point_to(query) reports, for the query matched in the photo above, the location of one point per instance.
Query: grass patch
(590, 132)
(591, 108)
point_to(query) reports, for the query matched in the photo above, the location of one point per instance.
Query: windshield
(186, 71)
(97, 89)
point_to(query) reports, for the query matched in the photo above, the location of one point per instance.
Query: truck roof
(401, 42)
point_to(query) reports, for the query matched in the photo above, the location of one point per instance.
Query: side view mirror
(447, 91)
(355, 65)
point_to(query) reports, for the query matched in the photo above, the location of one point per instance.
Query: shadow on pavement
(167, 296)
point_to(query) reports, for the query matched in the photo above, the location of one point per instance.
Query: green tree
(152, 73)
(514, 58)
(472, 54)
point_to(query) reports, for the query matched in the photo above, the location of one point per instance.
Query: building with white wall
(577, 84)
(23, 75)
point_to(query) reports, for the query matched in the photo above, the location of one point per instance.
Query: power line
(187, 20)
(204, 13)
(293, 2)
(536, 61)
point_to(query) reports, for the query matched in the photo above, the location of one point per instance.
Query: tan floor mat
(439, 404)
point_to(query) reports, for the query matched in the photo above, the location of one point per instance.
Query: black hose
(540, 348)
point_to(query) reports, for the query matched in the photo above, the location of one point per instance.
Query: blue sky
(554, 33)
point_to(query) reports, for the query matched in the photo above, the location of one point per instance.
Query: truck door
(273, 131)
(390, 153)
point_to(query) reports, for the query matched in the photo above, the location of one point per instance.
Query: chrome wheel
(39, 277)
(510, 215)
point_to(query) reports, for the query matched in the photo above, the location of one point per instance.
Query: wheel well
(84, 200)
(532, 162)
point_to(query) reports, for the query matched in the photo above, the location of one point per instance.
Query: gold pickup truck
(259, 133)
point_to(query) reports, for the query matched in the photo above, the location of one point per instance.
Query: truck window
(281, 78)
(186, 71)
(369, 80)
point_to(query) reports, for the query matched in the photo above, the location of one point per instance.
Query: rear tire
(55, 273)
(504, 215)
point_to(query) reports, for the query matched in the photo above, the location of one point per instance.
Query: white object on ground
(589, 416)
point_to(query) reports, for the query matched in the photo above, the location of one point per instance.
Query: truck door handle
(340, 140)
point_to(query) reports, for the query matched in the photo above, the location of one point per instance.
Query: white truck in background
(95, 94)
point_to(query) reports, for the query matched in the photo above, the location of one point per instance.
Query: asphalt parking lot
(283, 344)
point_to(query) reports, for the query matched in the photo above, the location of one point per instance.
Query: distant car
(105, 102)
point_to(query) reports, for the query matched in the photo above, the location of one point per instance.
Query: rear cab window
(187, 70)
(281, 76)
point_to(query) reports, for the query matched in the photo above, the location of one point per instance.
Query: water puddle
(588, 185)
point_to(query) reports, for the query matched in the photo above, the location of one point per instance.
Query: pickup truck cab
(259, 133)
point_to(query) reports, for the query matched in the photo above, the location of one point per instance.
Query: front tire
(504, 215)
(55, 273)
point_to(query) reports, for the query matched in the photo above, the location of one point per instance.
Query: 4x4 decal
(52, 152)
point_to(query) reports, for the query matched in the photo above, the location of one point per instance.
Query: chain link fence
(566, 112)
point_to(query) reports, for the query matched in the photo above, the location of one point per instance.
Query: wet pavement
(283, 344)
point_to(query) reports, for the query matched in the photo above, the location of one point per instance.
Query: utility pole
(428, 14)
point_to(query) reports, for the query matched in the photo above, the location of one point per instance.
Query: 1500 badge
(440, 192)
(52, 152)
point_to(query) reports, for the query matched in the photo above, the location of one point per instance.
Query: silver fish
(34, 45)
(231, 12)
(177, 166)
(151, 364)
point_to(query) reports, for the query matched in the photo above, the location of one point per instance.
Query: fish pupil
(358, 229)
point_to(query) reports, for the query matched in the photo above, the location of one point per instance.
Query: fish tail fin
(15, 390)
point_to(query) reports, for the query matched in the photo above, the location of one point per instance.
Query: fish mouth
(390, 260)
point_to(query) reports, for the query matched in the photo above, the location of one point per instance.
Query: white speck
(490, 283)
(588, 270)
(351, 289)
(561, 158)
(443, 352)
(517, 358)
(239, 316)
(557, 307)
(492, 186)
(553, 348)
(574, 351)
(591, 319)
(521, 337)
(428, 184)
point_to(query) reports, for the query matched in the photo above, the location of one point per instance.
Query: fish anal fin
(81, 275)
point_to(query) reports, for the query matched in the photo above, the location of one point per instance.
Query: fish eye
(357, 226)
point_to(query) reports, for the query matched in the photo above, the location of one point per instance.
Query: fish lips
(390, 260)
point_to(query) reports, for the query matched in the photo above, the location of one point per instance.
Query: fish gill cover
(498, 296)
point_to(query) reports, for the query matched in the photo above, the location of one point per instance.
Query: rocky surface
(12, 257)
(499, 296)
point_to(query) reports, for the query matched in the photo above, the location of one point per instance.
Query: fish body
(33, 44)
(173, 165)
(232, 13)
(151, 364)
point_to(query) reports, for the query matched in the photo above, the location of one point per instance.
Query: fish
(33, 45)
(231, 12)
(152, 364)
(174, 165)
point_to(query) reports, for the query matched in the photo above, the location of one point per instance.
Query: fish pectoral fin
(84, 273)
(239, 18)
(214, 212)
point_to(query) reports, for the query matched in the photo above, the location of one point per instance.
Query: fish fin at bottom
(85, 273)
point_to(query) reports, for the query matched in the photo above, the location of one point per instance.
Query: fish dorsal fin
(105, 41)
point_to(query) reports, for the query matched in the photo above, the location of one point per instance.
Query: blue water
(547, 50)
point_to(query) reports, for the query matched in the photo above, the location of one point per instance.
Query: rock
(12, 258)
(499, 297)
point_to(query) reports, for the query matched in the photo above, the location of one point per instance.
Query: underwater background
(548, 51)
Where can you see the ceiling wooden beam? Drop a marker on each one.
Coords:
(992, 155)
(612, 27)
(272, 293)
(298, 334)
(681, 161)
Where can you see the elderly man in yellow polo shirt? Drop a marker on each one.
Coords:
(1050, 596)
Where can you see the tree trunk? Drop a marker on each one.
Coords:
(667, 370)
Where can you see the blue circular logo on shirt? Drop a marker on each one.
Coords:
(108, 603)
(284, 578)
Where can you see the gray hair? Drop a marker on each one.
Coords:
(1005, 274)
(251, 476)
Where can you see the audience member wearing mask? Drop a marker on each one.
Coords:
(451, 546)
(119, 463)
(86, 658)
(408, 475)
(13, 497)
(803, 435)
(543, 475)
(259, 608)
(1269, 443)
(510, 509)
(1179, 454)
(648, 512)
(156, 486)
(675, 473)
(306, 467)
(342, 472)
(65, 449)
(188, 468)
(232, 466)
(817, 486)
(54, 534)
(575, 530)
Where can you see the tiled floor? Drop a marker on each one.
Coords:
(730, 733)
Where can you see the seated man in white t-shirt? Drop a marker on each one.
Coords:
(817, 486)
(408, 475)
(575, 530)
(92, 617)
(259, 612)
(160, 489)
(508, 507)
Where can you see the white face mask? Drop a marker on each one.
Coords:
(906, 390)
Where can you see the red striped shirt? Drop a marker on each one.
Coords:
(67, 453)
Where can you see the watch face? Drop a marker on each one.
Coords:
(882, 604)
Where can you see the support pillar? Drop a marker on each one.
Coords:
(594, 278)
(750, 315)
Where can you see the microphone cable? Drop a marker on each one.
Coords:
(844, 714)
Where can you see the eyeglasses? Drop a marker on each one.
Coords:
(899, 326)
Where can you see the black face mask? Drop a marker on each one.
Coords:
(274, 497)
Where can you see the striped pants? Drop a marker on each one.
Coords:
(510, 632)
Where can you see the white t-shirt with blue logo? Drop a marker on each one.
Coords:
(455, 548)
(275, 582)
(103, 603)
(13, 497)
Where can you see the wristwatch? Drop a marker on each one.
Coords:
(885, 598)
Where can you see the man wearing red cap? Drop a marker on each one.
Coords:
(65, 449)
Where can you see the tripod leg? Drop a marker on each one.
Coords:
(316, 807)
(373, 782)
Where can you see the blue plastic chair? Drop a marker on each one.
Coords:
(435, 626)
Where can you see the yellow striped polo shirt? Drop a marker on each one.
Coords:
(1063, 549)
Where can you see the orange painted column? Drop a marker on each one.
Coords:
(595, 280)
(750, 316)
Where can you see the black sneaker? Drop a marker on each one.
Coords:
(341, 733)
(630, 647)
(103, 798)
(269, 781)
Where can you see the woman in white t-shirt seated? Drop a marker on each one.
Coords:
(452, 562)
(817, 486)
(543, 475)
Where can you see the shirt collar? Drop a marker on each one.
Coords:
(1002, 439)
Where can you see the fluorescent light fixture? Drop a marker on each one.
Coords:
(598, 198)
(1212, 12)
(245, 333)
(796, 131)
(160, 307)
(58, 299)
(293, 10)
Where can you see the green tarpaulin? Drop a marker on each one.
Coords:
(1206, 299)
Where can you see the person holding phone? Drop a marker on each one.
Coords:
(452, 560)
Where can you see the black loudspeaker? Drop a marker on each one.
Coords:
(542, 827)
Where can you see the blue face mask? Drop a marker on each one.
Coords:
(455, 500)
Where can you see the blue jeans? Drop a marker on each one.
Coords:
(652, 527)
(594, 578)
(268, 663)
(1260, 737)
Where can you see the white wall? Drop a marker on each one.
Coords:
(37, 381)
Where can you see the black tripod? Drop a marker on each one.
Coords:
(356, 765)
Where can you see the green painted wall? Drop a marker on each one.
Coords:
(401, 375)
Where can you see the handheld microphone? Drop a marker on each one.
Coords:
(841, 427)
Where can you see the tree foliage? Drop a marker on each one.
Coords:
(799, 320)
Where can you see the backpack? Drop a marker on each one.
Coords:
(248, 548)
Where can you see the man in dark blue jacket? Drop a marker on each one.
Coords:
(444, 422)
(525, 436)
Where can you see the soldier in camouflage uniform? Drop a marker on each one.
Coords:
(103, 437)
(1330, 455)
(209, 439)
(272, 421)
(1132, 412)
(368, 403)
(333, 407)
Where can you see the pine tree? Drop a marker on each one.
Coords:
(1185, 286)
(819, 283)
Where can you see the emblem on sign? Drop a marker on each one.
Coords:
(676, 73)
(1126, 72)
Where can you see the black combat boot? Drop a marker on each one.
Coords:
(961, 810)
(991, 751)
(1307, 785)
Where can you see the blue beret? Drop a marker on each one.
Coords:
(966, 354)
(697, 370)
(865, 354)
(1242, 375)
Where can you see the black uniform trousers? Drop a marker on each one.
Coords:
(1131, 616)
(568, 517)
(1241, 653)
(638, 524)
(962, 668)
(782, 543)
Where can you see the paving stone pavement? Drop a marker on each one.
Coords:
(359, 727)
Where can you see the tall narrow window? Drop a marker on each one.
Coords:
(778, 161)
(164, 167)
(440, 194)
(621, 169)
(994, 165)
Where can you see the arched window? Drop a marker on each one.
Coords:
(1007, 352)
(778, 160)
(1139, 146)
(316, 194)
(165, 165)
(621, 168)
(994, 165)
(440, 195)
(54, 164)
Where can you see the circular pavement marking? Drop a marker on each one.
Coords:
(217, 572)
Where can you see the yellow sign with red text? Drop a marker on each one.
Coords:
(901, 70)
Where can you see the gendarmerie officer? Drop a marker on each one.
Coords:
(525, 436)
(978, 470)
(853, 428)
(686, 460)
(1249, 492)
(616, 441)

++++++++++++++++++++

**Problem requirements:** Please output, exactly, the lines of the listing from the one containing "Where can you see the gendarmerie" through the last, inclusive, and no other lines.

**Result of the exercise:**
Where can you see the gendarmerie officer? Drop a marker on each one.
Coords:
(525, 436)
(978, 470)
(853, 428)
(686, 460)
(1249, 492)
(616, 441)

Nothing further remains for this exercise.